**About this exercise:** Having found the line containing "[[323, 170]]" in the data below, reproduce that line and each one after it to the end, exactly, and include nothing else.

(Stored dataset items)
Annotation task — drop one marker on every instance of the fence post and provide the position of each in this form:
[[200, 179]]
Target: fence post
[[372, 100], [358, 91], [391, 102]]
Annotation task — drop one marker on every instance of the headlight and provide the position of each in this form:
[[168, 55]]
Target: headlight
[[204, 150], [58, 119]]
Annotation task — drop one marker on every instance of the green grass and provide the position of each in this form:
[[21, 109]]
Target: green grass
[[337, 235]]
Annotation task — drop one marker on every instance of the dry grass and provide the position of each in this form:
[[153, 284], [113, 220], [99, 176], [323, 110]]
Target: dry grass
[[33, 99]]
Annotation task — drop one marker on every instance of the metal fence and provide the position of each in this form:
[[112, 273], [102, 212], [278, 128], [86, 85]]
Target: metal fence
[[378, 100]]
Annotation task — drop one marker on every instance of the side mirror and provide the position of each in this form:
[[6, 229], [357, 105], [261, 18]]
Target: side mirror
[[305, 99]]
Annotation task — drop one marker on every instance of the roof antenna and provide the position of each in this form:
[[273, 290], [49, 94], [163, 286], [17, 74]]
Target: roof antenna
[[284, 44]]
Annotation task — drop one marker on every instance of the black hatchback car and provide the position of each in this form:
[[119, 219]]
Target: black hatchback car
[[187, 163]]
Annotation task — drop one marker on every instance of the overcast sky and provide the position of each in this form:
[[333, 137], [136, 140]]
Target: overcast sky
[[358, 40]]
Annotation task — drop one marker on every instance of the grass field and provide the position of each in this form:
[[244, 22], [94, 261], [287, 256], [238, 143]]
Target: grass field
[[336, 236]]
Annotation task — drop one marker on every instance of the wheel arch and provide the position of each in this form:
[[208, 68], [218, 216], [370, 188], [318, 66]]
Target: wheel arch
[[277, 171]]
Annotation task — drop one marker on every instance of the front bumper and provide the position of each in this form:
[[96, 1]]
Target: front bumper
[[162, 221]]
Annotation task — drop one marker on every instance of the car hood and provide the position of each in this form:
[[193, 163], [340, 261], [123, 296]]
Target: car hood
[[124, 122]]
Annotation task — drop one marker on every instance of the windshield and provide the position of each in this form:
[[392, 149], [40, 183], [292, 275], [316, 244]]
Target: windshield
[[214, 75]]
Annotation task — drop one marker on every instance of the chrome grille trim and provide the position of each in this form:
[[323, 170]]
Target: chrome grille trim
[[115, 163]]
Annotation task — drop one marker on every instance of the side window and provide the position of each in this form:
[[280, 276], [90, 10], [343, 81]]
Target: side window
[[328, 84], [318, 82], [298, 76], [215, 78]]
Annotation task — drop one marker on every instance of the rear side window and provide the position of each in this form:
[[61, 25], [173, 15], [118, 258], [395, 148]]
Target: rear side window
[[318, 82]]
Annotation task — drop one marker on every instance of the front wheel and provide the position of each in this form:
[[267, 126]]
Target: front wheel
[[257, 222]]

**Result:**
[[323, 170]]
Target: chrome grille trim
[[115, 163]]
Annotation task — drop one marker on every instance of the side window and provide the position of each in this form:
[[280, 276], [90, 10], [343, 81]]
Target: side window
[[328, 84], [318, 82], [298, 76], [215, 78]]
Annotation task — drop one marker on every instance of the rear side window and provide the position of each in this form:
[[61, 25], [173, 15], [118, 258], [395, 148]]
Target: rear side window
[[318, 82]]
Annotation task — drop one marker on every instance of the front wheel and provide the position of each in this form:
[[267, 126]]
Target: front wheel
[[257, 222]]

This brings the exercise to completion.